Stated goal: Retype all the records with nothing changed.

## begin Listing

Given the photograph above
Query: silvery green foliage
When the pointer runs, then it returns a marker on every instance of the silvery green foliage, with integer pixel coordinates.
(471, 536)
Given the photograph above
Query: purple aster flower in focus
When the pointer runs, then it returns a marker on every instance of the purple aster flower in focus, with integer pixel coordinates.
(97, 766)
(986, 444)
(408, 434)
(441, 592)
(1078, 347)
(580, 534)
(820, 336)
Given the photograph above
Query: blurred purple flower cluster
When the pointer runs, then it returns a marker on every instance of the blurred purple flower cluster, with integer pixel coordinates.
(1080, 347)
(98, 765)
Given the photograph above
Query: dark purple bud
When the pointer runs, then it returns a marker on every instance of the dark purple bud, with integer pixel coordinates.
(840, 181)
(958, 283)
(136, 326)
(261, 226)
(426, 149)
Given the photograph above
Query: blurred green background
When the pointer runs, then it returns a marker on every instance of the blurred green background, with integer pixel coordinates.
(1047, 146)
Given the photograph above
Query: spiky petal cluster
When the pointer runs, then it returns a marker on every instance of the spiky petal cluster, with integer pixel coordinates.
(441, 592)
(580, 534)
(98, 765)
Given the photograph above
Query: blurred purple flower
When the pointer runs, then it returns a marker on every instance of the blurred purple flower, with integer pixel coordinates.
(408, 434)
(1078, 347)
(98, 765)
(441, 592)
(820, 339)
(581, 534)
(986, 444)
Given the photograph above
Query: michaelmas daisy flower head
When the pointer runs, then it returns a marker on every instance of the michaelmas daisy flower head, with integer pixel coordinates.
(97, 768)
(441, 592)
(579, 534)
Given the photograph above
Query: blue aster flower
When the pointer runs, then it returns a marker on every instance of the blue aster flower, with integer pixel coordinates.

## end Listing

Answer to this exercise:
Given the photograph above
Query: silvery green foliage
When the pointer runs, then it returns a marker on every instance of the silvery green foliage, with integer pixel coordinates.
(471, 536)
Given the photograph above
Query: purple aster flower in focus
When the pointer runs, then it returns a marker on every instance of the purple aster flower in focus, with integer pixel coordinates.
(97, 766)
(986, 444)
(408, 434)
(441, 592)
(1078, 347)
(580, 534)
(820, 336)
Given the photograph above
Query: blurred purple flower cluster
When the pointer runs, then it returns a marker on every instance of the blurred purple flower cluster, with integer pixel coordinates.
(1080, 347)
(98, 765)
Given the photograph above
Query: dark purple bud
When the pointer runs, then it returns a marker on every instance of the dark purple bud, with integer pixel coordinates.
(840, 181)
(958, 283)
(136, 326)
(261, 226)
(426, 149)
Given the photograph above
Query: blurred green background
When the pointer runs, then it returns a marker on every instance of the blurred green background, with integer pixel coordinates.
(1047, 146)
Given the photograph above
Query: spiky petal cluster
When the pointer runs, then it returns a marker on every instance of the spiky petal cluster, with integer pixel coordinates.
(441, 592)
(580, 534)
(98, 765)
Given the photograph above
Query: blurred purple flower
When the pointer runs, then it returns a marker on every instance of the blurred purple flower, with integer pixel coordinates.
(408, 434)
(1078, 347)
(98, 765)
(441, 592)
(820, 339)
(581, 534)
(986, 444)
Given the photograph above
Query: michaelmas daisy flower head
When the pointer runs, then it returns a marker on every instance of the michaelmas daisy flower head, with integer pixel coordinates.
(97, 768)
(441, 592)
(579, 534)
Given the photograph above
Query: blue aster flower
When the pointer runs, then it returns a marker on every instance of the blue aster flower, with integer pixel coordinates.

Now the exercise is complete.